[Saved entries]
****************

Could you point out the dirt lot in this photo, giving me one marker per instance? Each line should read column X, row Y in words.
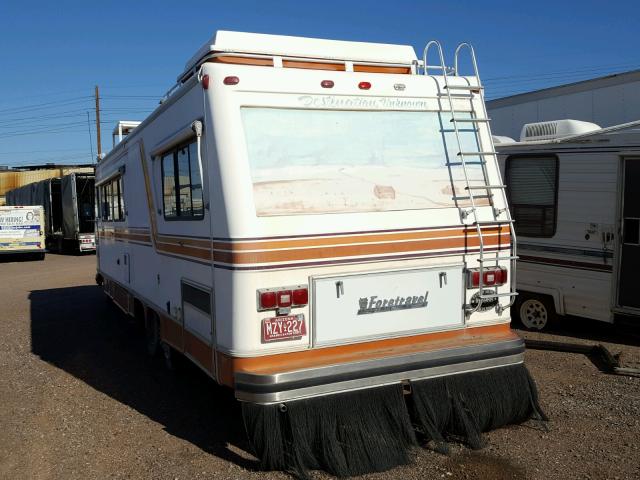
column 80, row 399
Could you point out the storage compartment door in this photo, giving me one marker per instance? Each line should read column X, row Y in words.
column 387, row 304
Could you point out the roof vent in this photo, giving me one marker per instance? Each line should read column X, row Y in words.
column 555, row 129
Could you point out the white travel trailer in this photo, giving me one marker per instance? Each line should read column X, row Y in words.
column 573, row 194
column 321, row 226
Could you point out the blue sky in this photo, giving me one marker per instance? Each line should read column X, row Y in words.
column 53, row 53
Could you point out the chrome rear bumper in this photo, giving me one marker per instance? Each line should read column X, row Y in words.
column 328, row 379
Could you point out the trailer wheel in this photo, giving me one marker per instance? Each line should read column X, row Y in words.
column 152, row 333
column 535, row 312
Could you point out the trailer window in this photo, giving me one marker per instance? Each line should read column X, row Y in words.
column 532, row 187
column 182, row 184
column 112, row 200
column 338, row 161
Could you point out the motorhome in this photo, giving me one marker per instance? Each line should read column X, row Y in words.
column 22, row 231
column 573, row 196
column 321, row 226
column 69, row 209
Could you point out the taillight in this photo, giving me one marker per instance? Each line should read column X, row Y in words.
column 300, row 296
column 283, row 297
column 491, row 277
column 267, row 300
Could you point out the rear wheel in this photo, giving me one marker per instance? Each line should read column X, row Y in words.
column 535, row 312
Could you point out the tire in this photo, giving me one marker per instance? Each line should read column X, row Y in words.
column 535, row 312
column 152, row 333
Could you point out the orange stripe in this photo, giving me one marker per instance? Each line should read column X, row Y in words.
column 310, row 64
column 357, row 250
column 228, row 365
column 337, row 240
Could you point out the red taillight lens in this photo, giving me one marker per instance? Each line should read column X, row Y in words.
column 284, row 298
column 490, row 277
column 268, row 300
column 300, row 296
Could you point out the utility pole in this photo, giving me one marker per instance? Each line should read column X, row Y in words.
column 93, row 159
column 99, row 143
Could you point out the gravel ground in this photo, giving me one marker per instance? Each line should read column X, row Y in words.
column 80, row 399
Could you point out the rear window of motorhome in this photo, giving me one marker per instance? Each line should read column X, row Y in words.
column 336, row 161
column 182, row 184
column 112, row 200
column 532, row 186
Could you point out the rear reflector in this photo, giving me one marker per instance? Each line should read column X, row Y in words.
column 283, row 297
column 490, row 277
column 267, row 300
column 300, row 296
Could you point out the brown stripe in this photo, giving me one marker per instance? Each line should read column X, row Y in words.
column 186, row 251
column 228, row 365
column 355, row 250
column 374, row 238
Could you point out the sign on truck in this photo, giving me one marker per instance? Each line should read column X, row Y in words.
column 22, row 230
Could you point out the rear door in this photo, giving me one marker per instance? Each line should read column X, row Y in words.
column 387, row 304
column 629, row 262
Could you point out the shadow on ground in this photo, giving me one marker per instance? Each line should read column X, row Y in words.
column 625, row 332
column 80, row 331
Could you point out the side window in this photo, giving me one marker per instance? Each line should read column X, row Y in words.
column 182, row 184
column 532, row 184
column 112, row 200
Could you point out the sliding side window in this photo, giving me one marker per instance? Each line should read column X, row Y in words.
column 112, row 200
column 532, row 186
column 182, row 184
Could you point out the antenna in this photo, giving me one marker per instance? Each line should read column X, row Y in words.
column 98, row 142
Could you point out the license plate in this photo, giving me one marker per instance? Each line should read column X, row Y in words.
column 283, row 328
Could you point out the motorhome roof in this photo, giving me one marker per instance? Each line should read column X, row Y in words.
column 301, row 47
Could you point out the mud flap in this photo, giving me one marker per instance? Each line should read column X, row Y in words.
column 344, row 434
column 461, row 407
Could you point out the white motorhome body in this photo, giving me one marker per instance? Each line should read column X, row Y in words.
column 576, row 214
column 303, row 217
column 22, row 230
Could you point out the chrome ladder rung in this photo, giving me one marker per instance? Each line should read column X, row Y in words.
column 495, row 259
column 463, row 87
column 468, row 197
column 460, row 154
column 470, row 162
column 455, row 95
column 484, row 187
column 492, row 222
column 470, row 120
column 489, row 297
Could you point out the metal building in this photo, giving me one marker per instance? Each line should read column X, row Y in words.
column 607, row 101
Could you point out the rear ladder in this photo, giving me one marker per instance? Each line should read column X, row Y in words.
column 451, row 93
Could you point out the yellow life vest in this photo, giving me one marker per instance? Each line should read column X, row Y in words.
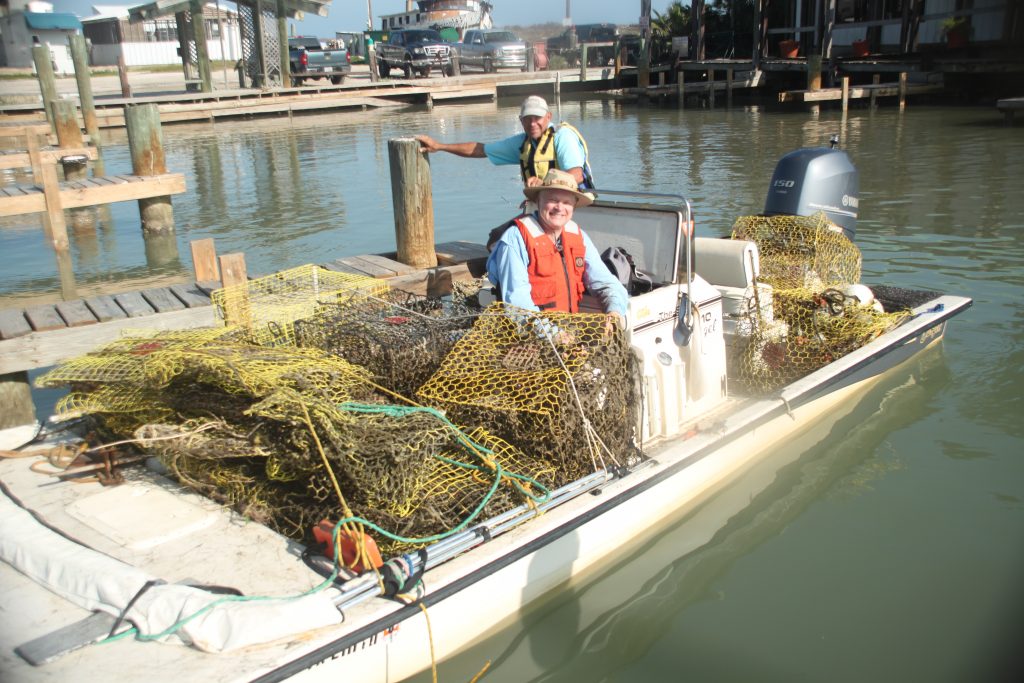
column 537, row 160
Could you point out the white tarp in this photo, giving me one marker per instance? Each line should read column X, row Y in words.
column 96, row 582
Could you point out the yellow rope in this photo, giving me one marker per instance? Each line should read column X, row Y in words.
column 430, row 634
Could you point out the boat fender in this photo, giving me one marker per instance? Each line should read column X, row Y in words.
column 401, row 581
column 684, row 322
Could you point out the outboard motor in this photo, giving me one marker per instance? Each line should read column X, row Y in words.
column 815, row 179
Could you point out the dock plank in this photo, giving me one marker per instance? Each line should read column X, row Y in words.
column 396, row 267
column 76, row 313
column 124, row 187
column 451, row 253
column 366, row 267
column 162, row 299
column 190, row 295
column 104, row 308
column 134, row 304
column 44, row 317
column 12, row 324
column 339, row 266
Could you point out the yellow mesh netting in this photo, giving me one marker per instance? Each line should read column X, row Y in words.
column 268, row 306
column 816, row 316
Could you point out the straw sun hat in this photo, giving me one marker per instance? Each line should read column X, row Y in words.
column 556, row 179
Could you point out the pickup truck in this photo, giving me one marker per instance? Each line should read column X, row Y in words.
column 585, row 33
column 492, row 49
column 414, row 50
column 307, row 59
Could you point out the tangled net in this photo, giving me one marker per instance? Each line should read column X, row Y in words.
column 356, row 401
column 815, row 316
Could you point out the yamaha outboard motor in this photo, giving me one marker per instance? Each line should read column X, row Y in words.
column 816, row 179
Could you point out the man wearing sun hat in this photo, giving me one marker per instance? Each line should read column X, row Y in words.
column 544, row 261
column 540, row 147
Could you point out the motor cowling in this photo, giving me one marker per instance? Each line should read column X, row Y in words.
column 815, row 179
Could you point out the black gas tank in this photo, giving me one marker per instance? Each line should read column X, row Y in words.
column 816, row 179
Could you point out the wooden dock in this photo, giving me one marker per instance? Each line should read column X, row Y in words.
column 44, row 335
column 224, row 104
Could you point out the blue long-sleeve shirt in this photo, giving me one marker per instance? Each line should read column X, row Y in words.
column 507, row 267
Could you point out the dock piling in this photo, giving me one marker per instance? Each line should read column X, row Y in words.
column 413, row 201
column 70, row 136
column 83, row 77
column 47, row 82
column 145, row 141
column 16, row 408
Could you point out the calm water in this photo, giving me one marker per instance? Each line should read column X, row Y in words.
column 887, row 545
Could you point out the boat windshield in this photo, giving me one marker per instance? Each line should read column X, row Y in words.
column 422, row 36
column 500, row 37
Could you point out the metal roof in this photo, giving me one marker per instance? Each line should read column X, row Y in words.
column 294, row 8
column 52, row 22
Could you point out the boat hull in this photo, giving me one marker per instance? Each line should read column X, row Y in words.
column 480, row 592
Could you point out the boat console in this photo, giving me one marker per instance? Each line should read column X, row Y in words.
column 677, row 329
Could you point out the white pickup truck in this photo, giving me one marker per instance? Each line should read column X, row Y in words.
column 492, row 49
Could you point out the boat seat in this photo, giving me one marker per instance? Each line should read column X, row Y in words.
column 731, row 266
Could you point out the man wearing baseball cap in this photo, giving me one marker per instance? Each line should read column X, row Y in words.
column 539, row 148
column 545, row 261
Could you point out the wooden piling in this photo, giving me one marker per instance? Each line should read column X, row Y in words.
column 123, row 75
column 205, row 260
column 47, row 82
column 813, row 72
column 413, row 201
column 45, row 174
column 145, row 142
column 372, row 56
column 83, row 77
column 16, row 408
column 70, row 136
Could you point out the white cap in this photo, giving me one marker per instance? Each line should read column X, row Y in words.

****************

■ **WHAT IS REQUIRED**
All lines from the one with "Could you point out the white pickup" through the end of the data must be repeated exactly, and nothing else may be repeated.

■ **SOLUTION TO THIS PROBLEM**
Could you point out the white pickup truck in this photo, giving me one marker per instance? Each line should read column X, row Y in words.
column 492, row 49
Could you point out the boat seat in this photo, giving me one marker per instance? Each line should read column X, row Y in words.
column 731, row 266
Could you point out the man wearing baseball cap in this photo, giving me one marker per instance? Each line should read column X, row Y in words.
column 539, row 148
column 545, row 261
Could you point out the wooden piling in this photo, giving me one marker per instance? Each line should read column X, row Y in words.
column 123, row 75
column 205, row 260
column 47, row 82
column 813, row 72
column 413, row 201
column 45, row 174
column 145, row 142
column 372, row 56
column 83, row 77
column 16, row 408
column 70, row 136
Could you point out the white cap in this photo, giving me one marker per instance? Each line should read column X, row Y in words.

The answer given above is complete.